-- begin RECORDS TO PROCESS --
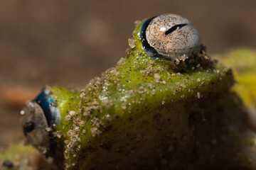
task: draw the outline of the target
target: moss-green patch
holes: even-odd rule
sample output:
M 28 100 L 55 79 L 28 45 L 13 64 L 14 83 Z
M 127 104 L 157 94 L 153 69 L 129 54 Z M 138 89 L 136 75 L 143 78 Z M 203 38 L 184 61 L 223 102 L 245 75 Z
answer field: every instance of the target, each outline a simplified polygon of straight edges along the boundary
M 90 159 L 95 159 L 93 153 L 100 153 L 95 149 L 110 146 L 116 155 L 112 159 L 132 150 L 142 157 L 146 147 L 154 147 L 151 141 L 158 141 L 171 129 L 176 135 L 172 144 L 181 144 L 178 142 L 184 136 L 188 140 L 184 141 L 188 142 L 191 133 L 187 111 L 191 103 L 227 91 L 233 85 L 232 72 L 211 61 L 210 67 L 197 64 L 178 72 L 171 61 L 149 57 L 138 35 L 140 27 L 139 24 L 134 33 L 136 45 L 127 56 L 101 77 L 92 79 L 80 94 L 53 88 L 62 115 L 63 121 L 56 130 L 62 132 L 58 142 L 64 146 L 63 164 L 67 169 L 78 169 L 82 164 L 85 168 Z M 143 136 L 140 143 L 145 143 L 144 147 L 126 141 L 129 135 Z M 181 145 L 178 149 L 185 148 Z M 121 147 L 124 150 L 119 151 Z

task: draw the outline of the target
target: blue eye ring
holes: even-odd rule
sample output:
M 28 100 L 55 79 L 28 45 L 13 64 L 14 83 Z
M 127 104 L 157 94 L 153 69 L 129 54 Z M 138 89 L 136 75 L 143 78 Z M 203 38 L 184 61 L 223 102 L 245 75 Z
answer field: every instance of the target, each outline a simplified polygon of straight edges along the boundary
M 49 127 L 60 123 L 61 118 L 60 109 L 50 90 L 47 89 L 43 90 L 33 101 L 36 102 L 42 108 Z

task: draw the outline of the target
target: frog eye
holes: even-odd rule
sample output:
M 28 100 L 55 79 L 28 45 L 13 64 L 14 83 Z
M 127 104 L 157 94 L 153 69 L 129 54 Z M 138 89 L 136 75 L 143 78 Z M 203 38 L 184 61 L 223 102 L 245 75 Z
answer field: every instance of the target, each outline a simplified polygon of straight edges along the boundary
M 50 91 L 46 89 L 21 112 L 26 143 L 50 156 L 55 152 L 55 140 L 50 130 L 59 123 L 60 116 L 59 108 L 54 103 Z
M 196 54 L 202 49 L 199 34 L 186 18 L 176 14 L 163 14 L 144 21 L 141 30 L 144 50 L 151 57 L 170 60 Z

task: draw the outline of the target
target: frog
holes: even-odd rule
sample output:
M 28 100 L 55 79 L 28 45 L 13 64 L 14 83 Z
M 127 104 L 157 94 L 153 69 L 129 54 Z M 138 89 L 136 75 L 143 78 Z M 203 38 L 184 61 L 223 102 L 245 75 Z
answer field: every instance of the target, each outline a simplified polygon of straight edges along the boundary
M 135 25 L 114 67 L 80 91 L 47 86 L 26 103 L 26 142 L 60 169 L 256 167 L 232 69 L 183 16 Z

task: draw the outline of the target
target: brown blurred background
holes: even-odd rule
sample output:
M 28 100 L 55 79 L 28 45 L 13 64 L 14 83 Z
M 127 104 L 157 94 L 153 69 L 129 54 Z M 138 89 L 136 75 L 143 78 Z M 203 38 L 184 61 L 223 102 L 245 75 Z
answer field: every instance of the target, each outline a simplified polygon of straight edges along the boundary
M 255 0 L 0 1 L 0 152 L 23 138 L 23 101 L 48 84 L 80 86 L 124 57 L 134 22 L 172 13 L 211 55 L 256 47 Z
-- end RECORDS TO PROCESS --
-- begin RECORDS TO PROCESS --
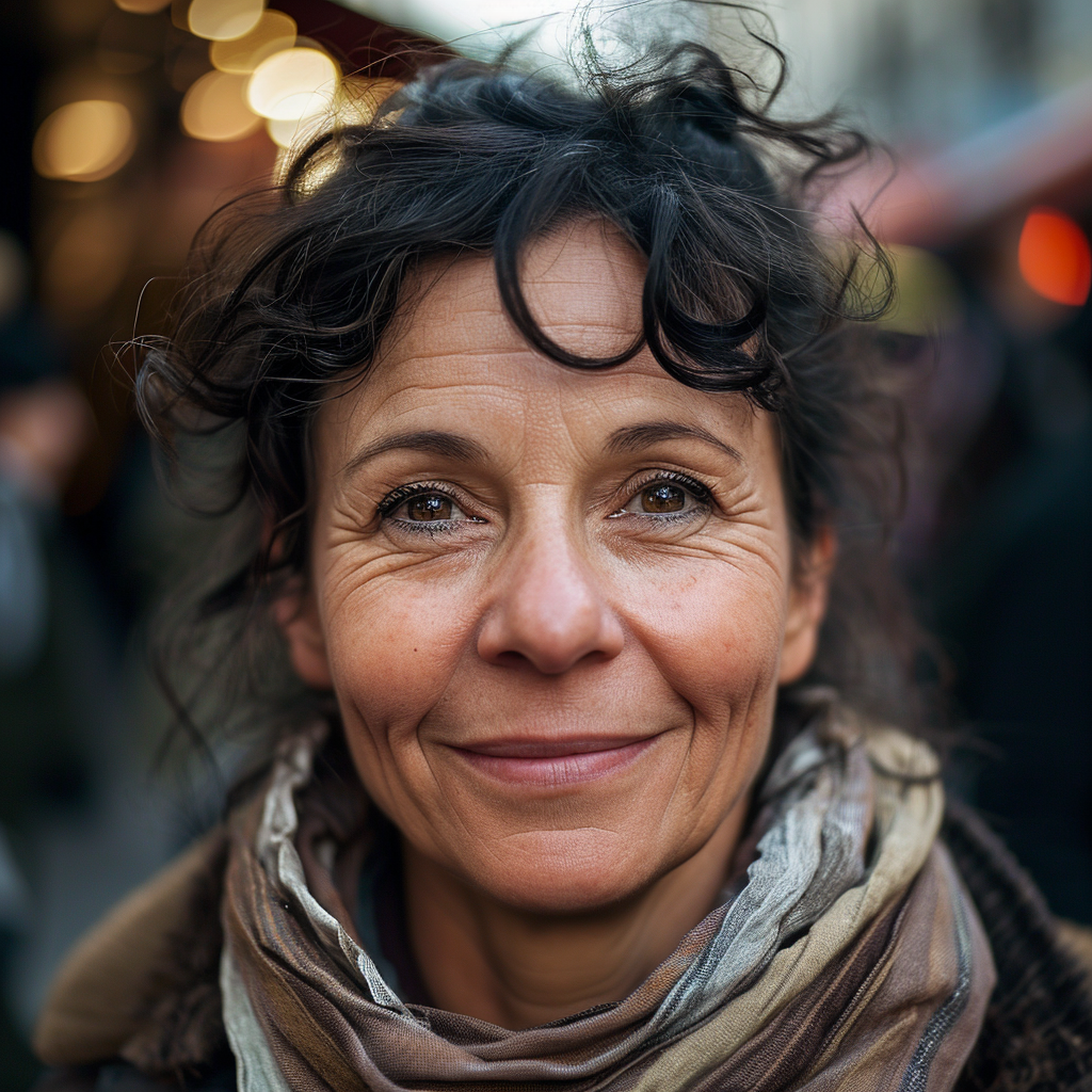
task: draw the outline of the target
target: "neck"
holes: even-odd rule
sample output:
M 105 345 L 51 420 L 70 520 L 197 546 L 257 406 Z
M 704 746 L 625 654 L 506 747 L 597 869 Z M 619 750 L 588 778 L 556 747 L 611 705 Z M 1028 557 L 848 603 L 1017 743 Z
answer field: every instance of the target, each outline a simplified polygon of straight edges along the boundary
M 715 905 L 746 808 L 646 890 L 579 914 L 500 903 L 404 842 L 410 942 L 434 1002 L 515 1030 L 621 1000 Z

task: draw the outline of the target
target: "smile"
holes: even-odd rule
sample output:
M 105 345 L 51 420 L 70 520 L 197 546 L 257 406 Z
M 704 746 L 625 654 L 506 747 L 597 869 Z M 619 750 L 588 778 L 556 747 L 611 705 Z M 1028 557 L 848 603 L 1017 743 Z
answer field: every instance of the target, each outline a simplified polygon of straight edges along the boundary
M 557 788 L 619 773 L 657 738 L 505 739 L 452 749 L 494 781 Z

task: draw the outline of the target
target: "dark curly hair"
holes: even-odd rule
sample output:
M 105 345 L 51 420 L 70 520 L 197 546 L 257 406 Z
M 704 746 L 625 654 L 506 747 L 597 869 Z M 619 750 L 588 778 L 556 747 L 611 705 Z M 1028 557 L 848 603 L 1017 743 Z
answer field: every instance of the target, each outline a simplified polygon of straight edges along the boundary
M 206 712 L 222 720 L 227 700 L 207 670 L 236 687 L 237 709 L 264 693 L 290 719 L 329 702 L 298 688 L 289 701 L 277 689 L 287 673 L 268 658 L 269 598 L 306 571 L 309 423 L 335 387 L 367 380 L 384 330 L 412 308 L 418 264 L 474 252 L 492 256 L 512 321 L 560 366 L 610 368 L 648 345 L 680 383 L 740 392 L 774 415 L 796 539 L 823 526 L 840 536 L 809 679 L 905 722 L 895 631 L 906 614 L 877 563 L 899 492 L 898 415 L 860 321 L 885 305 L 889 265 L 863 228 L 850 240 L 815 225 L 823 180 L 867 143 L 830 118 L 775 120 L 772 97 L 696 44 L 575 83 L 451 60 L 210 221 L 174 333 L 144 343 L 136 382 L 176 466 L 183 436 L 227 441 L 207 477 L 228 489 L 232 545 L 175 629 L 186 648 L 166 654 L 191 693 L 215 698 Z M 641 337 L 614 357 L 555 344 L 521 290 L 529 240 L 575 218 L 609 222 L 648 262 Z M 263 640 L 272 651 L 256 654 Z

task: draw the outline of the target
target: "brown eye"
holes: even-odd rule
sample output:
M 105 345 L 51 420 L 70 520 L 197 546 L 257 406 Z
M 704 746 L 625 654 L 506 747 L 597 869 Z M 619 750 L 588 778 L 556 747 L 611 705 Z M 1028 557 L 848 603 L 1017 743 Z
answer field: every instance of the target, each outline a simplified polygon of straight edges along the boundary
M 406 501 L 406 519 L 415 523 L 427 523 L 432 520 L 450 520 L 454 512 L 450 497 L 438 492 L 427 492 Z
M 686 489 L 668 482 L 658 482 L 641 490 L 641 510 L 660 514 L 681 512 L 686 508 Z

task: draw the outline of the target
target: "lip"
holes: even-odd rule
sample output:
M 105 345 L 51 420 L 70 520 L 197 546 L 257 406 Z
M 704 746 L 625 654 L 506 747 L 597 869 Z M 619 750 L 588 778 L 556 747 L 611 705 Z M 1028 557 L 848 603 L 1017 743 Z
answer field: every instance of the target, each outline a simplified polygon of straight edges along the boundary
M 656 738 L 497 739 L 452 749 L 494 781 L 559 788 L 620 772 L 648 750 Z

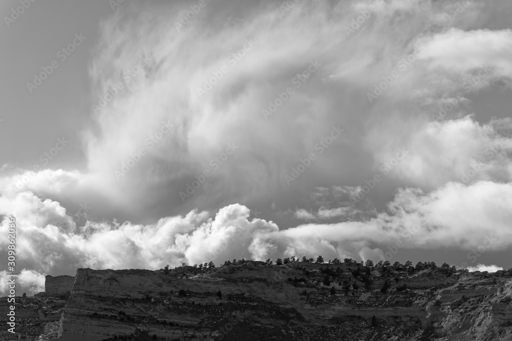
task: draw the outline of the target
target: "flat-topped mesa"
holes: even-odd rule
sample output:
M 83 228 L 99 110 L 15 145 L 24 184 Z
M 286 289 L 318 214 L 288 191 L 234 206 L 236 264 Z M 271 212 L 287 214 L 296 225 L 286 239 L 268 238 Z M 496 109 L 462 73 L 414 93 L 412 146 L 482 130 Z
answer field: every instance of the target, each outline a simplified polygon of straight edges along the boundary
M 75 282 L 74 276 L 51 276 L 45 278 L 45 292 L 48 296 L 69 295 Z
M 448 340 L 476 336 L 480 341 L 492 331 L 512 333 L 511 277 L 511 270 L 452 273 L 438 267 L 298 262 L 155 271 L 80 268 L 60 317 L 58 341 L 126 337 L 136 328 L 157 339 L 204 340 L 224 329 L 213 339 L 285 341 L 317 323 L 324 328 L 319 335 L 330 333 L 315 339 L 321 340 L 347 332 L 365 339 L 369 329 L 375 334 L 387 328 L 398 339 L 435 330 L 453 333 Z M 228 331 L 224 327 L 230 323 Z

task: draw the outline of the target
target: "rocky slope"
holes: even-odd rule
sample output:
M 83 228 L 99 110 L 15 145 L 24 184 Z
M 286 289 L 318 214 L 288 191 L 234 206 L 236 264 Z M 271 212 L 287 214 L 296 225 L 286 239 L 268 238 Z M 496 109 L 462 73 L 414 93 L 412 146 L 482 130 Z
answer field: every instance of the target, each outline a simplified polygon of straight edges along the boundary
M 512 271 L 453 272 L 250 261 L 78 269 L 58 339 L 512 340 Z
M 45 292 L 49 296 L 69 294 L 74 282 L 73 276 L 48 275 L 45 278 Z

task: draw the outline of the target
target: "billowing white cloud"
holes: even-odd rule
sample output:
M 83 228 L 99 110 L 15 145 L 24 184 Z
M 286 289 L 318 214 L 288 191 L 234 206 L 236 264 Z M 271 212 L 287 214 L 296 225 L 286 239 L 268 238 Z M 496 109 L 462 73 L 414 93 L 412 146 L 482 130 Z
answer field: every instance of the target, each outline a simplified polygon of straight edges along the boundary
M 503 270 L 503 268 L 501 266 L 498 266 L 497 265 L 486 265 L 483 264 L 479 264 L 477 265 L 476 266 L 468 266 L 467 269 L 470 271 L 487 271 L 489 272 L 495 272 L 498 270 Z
-- end RECORDS TO PROCESS --
TASK GOAL: Show each line of the items above that contains the word "brown", copied in full.

FINISHED ANSWER:
target: brown blurred background
target: "brown eye"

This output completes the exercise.